RECORDS FOR THE TASK below:

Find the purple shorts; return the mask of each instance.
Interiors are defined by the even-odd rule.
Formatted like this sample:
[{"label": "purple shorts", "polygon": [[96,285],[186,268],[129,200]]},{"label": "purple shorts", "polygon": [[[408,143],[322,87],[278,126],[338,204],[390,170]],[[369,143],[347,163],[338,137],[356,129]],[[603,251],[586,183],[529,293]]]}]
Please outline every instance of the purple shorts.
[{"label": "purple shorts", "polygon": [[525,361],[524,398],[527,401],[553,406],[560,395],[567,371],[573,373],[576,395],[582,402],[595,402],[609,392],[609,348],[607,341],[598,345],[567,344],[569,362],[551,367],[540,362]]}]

End of RECORDS FOR THE TASK.

▶ _TASK DIRECTIONS_
Retype the records above from the very first line down to the line with "Formatted like this", keeping both of those lines. Include nothing beyond them.

▶ _RESPONSE TO THIS EXERCISE_
Find the purple shorts; return the mask of each instance.
Interiors are defined by the even-odd rule.
Formatted like this sample:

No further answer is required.